Data in this exercise:
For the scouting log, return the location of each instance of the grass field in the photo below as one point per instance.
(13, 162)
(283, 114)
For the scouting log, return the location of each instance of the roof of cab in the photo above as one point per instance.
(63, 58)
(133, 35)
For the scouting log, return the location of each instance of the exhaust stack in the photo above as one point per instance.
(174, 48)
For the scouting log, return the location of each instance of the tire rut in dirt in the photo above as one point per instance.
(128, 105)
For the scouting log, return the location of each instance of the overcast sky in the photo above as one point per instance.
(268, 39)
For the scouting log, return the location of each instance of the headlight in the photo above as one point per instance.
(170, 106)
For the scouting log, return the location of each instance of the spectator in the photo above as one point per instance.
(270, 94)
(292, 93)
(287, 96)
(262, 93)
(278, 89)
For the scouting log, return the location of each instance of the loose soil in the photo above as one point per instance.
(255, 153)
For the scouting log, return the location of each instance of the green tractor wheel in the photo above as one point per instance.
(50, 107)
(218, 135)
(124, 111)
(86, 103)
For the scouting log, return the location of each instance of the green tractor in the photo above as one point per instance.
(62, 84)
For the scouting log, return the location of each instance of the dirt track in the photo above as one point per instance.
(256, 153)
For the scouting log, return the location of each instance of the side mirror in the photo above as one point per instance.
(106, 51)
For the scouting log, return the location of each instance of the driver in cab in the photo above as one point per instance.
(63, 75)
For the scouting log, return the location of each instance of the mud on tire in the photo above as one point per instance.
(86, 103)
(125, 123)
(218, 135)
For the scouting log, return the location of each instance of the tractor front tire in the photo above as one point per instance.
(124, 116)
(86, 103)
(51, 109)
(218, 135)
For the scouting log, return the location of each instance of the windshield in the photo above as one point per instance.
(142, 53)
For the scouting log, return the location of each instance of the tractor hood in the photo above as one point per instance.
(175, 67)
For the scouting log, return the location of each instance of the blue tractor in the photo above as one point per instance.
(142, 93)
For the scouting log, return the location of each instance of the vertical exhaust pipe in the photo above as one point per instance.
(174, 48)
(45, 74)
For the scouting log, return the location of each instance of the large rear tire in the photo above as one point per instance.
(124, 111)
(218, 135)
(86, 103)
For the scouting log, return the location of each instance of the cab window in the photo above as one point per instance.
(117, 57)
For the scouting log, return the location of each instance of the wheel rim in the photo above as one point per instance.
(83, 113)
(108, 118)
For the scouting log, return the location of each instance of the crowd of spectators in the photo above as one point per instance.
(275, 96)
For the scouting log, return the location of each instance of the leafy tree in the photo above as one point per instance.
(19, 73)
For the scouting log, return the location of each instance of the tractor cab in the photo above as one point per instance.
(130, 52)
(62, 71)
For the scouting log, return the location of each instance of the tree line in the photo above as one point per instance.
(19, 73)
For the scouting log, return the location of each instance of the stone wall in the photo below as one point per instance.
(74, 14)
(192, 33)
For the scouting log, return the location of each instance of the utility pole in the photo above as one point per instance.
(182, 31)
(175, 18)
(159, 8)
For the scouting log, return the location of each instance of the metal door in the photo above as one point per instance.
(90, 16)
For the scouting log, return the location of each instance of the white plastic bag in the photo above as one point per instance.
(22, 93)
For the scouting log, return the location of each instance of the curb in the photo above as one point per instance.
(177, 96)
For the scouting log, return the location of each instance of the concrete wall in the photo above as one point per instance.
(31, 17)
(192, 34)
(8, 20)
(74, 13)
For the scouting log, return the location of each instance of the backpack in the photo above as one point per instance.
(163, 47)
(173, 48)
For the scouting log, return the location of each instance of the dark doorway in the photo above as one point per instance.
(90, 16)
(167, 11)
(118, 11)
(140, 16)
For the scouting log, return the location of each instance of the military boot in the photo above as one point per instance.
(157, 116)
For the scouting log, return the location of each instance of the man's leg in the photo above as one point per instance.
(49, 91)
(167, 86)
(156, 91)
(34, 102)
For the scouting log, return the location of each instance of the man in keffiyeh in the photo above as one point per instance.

Requirement: Starting at the line that contains "of the concrete", repeat each line exactly through the last one in the listing. Include both of those lines and nothing more.

Result for this exercise:
For the scouting log, return the location of each instance of the concrete wall in the photo above as one point per instance.
(31, 17)
(192, 34)
(8, 20)
(74, 13)
For the scouting log, return the location of each instance of the backpack in the photo above as one point per instance.
(163, 47)
(173, 48)
For the scouting log, return the location of each instance of the dark doorway in the photo above as one point per instance.
(90, 16)
(167, 11)
(118, 11)
(140, 16)
For the scouting log, return the location of each instance of the military boot in the photo above as one point per instance.
(157, 116)
For the scouting log, return the location of each instance of the man's leg in the photo above as one point per instance.
(49, 91)
(167, 86)
(156, 91)
(34, 102)
For the scouting log, return the location of each instance of the man in keffiyeh in the photo above as one point per instance.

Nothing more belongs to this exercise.